BEGIN
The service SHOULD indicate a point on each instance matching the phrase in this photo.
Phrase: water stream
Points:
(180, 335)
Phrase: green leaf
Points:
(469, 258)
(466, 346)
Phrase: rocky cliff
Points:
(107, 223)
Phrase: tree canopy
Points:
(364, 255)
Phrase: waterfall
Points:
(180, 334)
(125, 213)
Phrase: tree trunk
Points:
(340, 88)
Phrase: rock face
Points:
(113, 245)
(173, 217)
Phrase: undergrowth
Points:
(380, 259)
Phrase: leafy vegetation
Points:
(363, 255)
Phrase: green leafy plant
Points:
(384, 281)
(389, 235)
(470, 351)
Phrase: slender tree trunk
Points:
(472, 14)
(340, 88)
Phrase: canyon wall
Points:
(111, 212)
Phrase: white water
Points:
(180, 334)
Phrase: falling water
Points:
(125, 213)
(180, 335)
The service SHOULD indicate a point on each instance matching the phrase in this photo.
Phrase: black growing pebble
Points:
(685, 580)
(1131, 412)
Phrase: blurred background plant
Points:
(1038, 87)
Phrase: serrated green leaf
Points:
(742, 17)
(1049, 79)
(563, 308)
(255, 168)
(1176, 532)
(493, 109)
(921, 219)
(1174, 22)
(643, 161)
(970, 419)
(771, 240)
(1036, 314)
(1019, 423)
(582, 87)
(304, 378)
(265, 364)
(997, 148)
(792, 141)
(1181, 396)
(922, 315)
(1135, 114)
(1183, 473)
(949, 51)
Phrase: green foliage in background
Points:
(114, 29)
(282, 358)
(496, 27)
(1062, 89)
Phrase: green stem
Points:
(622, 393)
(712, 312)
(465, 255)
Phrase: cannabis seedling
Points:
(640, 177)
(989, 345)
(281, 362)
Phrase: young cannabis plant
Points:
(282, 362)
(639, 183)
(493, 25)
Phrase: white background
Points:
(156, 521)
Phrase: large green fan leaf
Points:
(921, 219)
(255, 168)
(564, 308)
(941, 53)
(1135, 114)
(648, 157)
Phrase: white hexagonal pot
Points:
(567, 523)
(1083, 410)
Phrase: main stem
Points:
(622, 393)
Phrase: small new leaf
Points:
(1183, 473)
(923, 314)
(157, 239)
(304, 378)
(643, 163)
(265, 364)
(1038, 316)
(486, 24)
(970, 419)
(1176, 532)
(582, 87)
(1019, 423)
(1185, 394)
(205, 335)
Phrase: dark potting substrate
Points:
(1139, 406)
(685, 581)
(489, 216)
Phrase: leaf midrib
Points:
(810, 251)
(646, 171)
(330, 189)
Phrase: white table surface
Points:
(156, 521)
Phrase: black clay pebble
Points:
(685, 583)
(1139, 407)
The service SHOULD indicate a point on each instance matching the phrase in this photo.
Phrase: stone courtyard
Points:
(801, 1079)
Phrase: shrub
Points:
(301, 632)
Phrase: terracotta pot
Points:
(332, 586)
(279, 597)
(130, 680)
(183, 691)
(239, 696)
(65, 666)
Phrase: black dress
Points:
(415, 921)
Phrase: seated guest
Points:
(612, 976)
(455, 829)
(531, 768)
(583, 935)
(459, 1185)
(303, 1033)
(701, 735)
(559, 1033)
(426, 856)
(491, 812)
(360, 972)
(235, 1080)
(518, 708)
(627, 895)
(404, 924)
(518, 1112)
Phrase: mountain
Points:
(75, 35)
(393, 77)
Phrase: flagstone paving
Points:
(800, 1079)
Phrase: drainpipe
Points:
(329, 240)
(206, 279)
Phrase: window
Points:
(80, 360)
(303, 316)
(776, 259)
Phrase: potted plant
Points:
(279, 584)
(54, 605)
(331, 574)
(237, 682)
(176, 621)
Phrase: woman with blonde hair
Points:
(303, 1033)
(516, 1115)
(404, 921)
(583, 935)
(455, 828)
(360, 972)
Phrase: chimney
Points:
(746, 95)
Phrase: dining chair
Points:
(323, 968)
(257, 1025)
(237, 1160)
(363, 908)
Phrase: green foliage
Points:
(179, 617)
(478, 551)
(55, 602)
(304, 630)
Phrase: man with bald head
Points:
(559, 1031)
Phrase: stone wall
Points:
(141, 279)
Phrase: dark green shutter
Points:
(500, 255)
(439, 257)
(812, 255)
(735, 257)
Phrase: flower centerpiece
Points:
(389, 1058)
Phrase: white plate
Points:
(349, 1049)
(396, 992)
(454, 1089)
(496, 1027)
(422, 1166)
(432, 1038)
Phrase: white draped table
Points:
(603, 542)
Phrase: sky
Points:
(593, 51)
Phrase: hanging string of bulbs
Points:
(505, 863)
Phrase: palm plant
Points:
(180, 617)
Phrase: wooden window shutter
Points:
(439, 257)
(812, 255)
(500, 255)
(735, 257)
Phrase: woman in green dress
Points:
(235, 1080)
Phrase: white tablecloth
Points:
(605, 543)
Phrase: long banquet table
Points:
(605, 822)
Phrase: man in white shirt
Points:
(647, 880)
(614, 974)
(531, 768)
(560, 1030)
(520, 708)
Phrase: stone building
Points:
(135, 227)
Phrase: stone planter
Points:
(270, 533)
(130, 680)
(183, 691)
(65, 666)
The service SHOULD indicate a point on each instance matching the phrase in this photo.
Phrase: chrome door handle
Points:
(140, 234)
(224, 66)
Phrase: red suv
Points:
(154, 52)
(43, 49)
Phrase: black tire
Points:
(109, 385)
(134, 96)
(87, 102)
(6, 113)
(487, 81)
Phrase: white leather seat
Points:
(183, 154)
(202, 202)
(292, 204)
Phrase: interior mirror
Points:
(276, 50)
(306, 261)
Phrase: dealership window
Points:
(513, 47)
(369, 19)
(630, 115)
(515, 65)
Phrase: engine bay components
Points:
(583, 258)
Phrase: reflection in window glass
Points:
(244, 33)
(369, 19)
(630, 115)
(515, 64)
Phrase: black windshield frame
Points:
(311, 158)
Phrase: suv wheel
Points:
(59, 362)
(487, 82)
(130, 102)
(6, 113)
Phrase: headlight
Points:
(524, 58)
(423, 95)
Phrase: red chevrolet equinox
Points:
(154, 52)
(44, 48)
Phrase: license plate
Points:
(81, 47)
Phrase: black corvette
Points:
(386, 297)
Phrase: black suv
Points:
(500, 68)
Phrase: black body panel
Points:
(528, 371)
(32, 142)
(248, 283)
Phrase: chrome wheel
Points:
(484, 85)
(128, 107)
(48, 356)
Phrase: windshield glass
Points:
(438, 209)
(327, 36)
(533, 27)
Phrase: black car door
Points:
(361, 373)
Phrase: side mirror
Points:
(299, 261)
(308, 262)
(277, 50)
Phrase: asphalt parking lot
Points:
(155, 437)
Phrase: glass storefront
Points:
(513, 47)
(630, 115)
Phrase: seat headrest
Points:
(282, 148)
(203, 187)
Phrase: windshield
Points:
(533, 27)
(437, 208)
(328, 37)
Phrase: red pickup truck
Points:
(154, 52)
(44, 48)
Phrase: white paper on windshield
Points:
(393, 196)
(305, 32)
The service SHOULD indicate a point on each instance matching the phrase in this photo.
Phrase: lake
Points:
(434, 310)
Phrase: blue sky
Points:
END
What you have to do -
Each of the entries must be set down again exactly.

Task answer -
The service SHOULD indicate a point on each instance matching the phrase in this photo.
Phrase: water stream
Points:
(180, 335)
Phrase: green leaf
Points:
(469, 258)
(466, 346)
Phrase: rocky cliff
Points:
(107, 223)
Phrase: tree canopy
Points:
(364, 255)
Phrase: waterfall
Points:
(180, 334)
(125, 213)
Phrase: tree trunk
Points:
(340, 88)
Phrase: rock face
Points:
(113, 245)
(173, 217)
Phrase: undergrowth
Points:
(380, 259)
Phrase: leafy vegetation
Points:
(363, 255)
Phrase: green leafy plant
Points:
(384, 281)
(389, 235)
(470, 351)
Phrase: slender tree trunk
Points:
(472, 14)
(340, 88)
Phrase: canyon wall
Points:
(111, 212)
Phrase: white water
Points:
(180, 334)
Phrase: falling water
Points:
(125, 213)
(180, 335)
The service SHOULD indicate a point on each instance matching the phrase in this photo.
Phrase: black growing pebble
Points:
(685, 580)
(1131, 412)
Phrase: blurred background plant
Points:
(1038, 87)
Phrase: serrated green leaf
Points:
(742, 17)
(1049, 79)
(563, 308)
(255, 168)
(1176, 532)
(493, 109)
(921, 219)
(1174, 22)
(643, 161)
(970, 419)
(771, 240)
(1036, 314)
(1019, 423)
(582, 87)
(304, 378)
(265, 364)
(997, 148)
(792, 141)
(1181, 396)
(922, 315)
(1135, 114)
(1183, 473)
(949, 51)
Phrase: green foliage in background
Points:
(114, 29)
(282, 358)
(496, 27)
(1062, 89)
Phrase: green stem
Points:
(622, 393)
(712, 312)
(465, 255)
Phrase: cannabis seedling
Points:
(640, 177)
(989, 345)
(281, 362)
Phrase: young cannabis plant
Points:
(282, 362)
(639, 183)
(493, 25)
Phrase: white background
Points:
(156, 521)
Phrase: large green fan leaf
Points:
(921, 219)
(255, 168)
(564, 308)
(941, 53)
(1135, 114)
(648, 157)
Phrase: white hexagonal pot
Points:
(567, 523)
(1083, 410)
Phrase: main stem
Points:
(622, 393)
Phrase: small new leaf
Points:
(1183, 473)
(923, 314)
(157, 239)
(304, 378)
(643, 163)
(265, 364)
(1038, 316)
(486, 24)
(970, 419)
(1176, 532)
(582, 87)
(1019, 423)
(1185, 394)
(205, 335)
Phrase: dark potting substrate
Points:
(1139, 406)
(685, 581)
(489, 216)
Phrase: leaf midrib
Points:
(810, 251)
(646, 171)
(330, 189)
Phrase: white table surface
Points:
(156, 521)
Phrase: black clay pebble
Points:
(685, 583)
(1139, 407)
The service SHOULD indicate a point on each instance matching the phrase in this photo.
Phrase: stone courtyard
Points:
(801, 1079)
Phrase: shrub
Points:
(301, 632)
Phrase: terracotta pot
Points:
(332, 586)
(279, 597)
(130, 680)
(183, 691)
(239, 696)
(65, 666)
Phrase: black dress
Points:
(415, 921)
Phrase: seated guest
Points:
(612, 976)
(455, 829)
(531, 768)
(583, 935)
(459, 1185)
(303, 1033)
(701, 735)
(559, 1033)
(426, 856)
(491, 812)
(360, 972)
(235, 1080)
(518, 708)
(627, 895)
(404, 924)
(518, 1112)
Phrase: mountain
Points:
(75, 35)
(393, 77)
Phrase: flagstone paving
Points:
(800, 1079)
Phrase: drainpipe
Points:
(329, 240)
(206, 279)
Phrase: window
Points:
(80, 360)
(303, 316)
(776, 259)
Phrase: potted plant
Points:
(279, 584)
(54, 605)
(331, 574)
(237, 682)
(176, 621)
Phrase: woman with blonde hair
Points:
(303, 1033)
(516, 1115)
(404, 921)
(583, 935)
(455, 828)
(360, 972)
Phrase: chimney
Points:
(746, 95)
Phrase: dining chair
Points:
(323, 968)
(257, 1025)
(237, 1160)
(363, 908)
Phrase: green foliage
Points:
(179, 617)
(478, 551)
(55, 602)
(304, 630)
Phrase: man with bald head
Points:
(559, 1031)
Phrase: stone wall
Points:
(141, 279)
Phrase: dark green shutter
Points:
(500, 255)
(439, 257)
(812, 255)
(735, 257)
Phrase: flower centerpiece
Points:
(389, 1058)
Phrase: white plate
Points:
(349, 1049)
(396, 992)
(454, 1089)
(496, 1027)
(422, 1166)
(432, 1038)
Phrase: white draped table
Points:
(603, 542)
Phrase: sky
Points:
(593, 51)
Phrase: hanging string of bulbs
Points:
(505, 863)
Phrase: palm plant
Points:
(180, 617)
Phrase: wooden window shutter
Points:
(439, 257)
(812, 255)
(500, 255)
(735, 257)
Phrase: woman in green dress
Points:
(235, 1080)
Phrase: white tablecloth
Points:
(605, 543)
Phrase: long banquet table
Points:
(605, 822)
Phrase: man in white shirt
Points:
(647, 880)
(614, 974)
(531, 768)
(560, 1030)
(520, 708)
Phrase: stone building
Points:
(135, 227)
Phrase: stone planter
Points:
(270, 533)
(130, 680)
(183, 691)
(65, 666)
The service SHOULD indicate a point on each instance matching the phrase in this photo.
Phrase: chrome door handle
Points:
(140, 234)
(224, 66)
Phrase: red suv
Points:
(154, 52)
(43, 49)
Phrase: black tire
Points:
(109, 385)
(134, 96)
(87, 102)
(6, 113)
(487, 81)
Phrase: white leather seat
Points:
(183, 154)
(202, 202)
(292, 204)
Phrase: interior mirror
Points:
(276, 50)
(306, 261)
Phrase: dealership window
Points:
(513, 47)
(369, 19)
(630, 115)
(515, 65)
Phrase: engine bay components
Points:
(583, 258)
Phrase: reflection in window glass
Points:
(244, 33)
(369, 19)
(630, 115)
(515, 64)
Phrase: black windshield frame
Points:
(311, 158)
Phrase: suv wheel
Points:
(59, 362)
(487, 82)
(130, 102)
(6, 113)
Phrase: headlight
Points:
(524, 58)
(423, 95)
Phrase: red chevrolet equinox
Points:
(154, 52)
(44, 48)
Phrase: license plate
Points:
(81, 47)
Phrase: black corvette
Points:
(386, 297)
Phrase: black suv
Points:
(500, 68)
Phrase: black body panel
Points:
(528, 371)
(32, 142)
(248, 283)
Phrase: chrome wheel
Points:
(484, 85)
(128, 107)
(48, 356)
Phrase: windshield glass
Points:
(438, 209)
(327, 36)
(533, 27)
Phrase: black car door
Points:
(361, 373)
Phrase: side mirror
Points:
(299, 261)
(308, 262)
(277, 50)
Phrase: asphalt parking lot
Points:
(155, 437)
Phrase: glass storefront
Points:
(513, 47)
(630, 115)
Phrase: seat headrest
Points:
(282, 148)
(203, 187)
Phrase: windshield
Points:
(533, 27)
(437, 208)
(328, 37)
Phrase: red pickup truck
Points:
(154, 52)
(44, 48)
Phrase: white paper on windshield
Points:
(393, 196)
(305, 32)
The service SHOULD indicate a point on each instance matching the phrase in this photo.
Phrase: lake
Points:
(434, 310)
Phrase: blue sky
Points:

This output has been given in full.